_Verilen Metin_.
Türk Kadınına Seçme ve Seçilme Haklarının Verilmesi
Medeni Kanun ile erkeklerle eşit haklara sahip olan Türk kadınına, 3. TBMM tarafından 3 Nisan 1930'da kabul edilen bir yasa ile Belediye seçimlerine katılma hakkı tanınmıştır. 1931 yılında da Türk kadını ilk kez tıp dünyasında varlığını göstermiş ve ilk kadın cerrahımız çalışmaya başlamıştır.
4 Mayıs 1931'de ilk toplantısını yapan IV. TBMM tarafından 26 EKim 1932'de kabul edilen bir yasa ile Türk kadınına muhtar, köy ihtiyar kurulu üyeliğine seçilme ve seçme hakkı tanınmış; ertesi yıl da, 8 Ekim 1934'de kabul edilen ve 5 Aralık 1934'de yürürlüğe giren bir başka yasa ile de kadın-erkek eşitliği alanında bütün haklar, "Kadınlara Milletvekili Seçme ve Seçilme Hakkı" nın tanınmasıyla verilmiş oluyordu.

_Görev Verileri_.
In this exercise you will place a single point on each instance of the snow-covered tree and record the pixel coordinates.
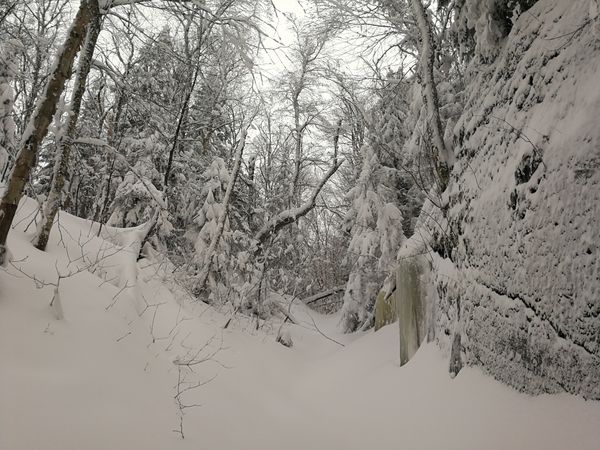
(138, 195)
(375, 226)
(8, 71)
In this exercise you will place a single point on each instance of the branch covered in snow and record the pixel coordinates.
(292, 215)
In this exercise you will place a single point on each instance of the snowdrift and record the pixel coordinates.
(106, 372)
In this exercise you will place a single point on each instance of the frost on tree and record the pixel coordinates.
(376, 230)
(216, 178)
(8, 71)
(138, 196)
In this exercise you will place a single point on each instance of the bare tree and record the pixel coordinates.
(61, 164)
(38, 124)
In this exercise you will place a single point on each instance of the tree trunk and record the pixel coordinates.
(61, 163)
(210, 254)
(37, 128)
(427, 61)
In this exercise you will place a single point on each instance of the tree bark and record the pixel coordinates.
(61, 164)
(210, 254)
(37, 128)
(427, 61)
(292, 215)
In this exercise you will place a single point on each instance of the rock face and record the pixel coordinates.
(521, 286)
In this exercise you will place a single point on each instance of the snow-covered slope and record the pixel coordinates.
(104, 376)
(523, 286)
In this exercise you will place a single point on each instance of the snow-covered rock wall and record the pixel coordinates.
(521, 283)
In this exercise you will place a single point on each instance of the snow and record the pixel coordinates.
(104, 376)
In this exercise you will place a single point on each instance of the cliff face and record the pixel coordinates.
(521, 285)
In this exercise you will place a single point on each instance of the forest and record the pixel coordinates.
(311, 224)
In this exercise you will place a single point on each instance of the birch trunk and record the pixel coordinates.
(37, 127)
(210, 254)
(427, 60)
(61, 164)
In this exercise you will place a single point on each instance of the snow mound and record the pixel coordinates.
(107, 373)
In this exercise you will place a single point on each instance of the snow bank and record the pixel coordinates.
(106, 375)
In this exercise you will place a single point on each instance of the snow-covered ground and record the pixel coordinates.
(104, 376)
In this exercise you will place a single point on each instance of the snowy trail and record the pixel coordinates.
(104, 378)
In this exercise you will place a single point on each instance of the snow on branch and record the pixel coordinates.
(292, 215)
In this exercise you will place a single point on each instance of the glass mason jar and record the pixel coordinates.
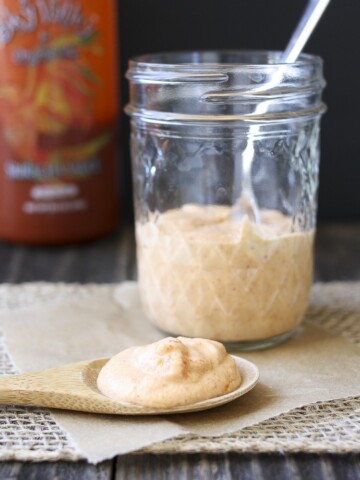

_Görevler_.
(a) Kadınların seçim haklarıyla ilgili metinde, yasalarla Türk kadınına tanınan seçimle ilgili hakları metindeki sırayla sıralayın.
(b) Girdilerde "face" dizesini içeren bütün satırları toplayıp olduğu gibi yazın. Büyük-küçük harf farkı dikkate alınır.

_Alıştırma Sonuçları_.
(a)
- Belediye seçimlerine katılma hakkı
- Muhtar, köy ihtiyar kurulu üyeliğine seçilme ve seçme hakkı
- Milletvekili seçme ve seçilme hakkı

(b)
In this exercise you will place a single point on each instance of the rock face and record the pixel coordinates.
In this exercise you will place a single point on each instance of the cliff face and record the pixel coordinates.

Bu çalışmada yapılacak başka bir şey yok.